Extract provided |
------------------------------------------------------------
OGB Appreciation Day : How I failed to appreciate NULL
On the annual OGB Appreciation Day (#ThanksOGB has been renamed multiple times, see Tim Hall's blog post) I am going back in time to when I was a newbie developer, relating a story about me making a mistake that had bad consequences in the customer ERP system. Luckily I had experienced colleagues to repair the damage, and later in my career I learned about NULL and how it could have been so different back then.
My first job as developer (in the last half of the 1990's) was as consultant, customizing the danish ERP application called Concorde XAL for our customers.
It had it's own data dictionary and own programming language, which the XAL engine then transformed to SQL DDL and DML. There were engines for a simple native database, for DB2, for Sybase and for Oracle (MS Sql Server came later.) But whichever engine, I just programmed in XAL and the underlying database was a black box.
One of our customers needed the system to be customized, so that invoices for some of their customers were electronically transmitted via EDI. This called for me to add a new column to the invoice table to contain the EDI invoice number for those invoices. So in the XAL dictionary I added this new column and an index on the column as well. Since duplicates of such EDI invoice numbers were not allowed, I marked the index to be unique. (And I implemented all of the EDI code, but that is irrelevant to this story.)
All good and it looked like it worked - or so I thought...
The day after the customer said it looked weird - invoices seemed to be missing in the system? They had been created and matching posts in the ledger and customer data were there, but the invoices themselves were simply missing. Why so?
------------------------------------------------------------
Stated exercise A | Transcribe the passage of the blog post about NULL, everything from "OGB Appreciation Day : How" down to "different back then.".
Stated exercise B | Rescale the records, everything from the line containing "In which area of the above frame can the grass" down to the end of the records. Give only those lines, including the request line. Multiply each box coordinate in the answers by 2.2 and round to whole numbers, with halves rounding up.
------------------------------------------------------------
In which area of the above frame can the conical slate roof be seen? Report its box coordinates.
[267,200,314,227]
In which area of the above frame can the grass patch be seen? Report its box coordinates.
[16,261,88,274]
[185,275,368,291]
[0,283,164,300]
------------------------------------------------------------
Task response A |
OGB Appreciation Day : How I failed to appreciate NULL
On the annual OGB Appreciation Day (#ThanksOGB has been renamed multiple times, see Tim Hall's blog post) I am going back in time to when I was a newbie developer, relating a story about me making a mistake that had bad consequences in the customer ERP system. Luckily I had experienced colleagues to repair the damage, and later in my career I learned about NULL and how it could have been so different back then.

Task response B |
In which area of the above frame can the grass patch be seen? Report its box coordinates.
[35,574,194,603]
[407,605,810,640]
[0,623,361,660]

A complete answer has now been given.